**Directions:** Below are the records; count how many of their lines hold the string "instance" and give the number alone.

**The input:**
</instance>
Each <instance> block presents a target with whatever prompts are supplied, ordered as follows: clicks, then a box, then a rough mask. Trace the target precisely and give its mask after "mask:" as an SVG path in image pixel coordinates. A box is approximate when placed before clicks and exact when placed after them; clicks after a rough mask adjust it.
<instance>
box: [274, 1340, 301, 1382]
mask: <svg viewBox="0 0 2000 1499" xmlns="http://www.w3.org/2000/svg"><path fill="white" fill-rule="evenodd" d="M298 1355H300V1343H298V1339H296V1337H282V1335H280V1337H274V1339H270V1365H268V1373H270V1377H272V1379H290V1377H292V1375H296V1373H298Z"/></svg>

**Written response:** 3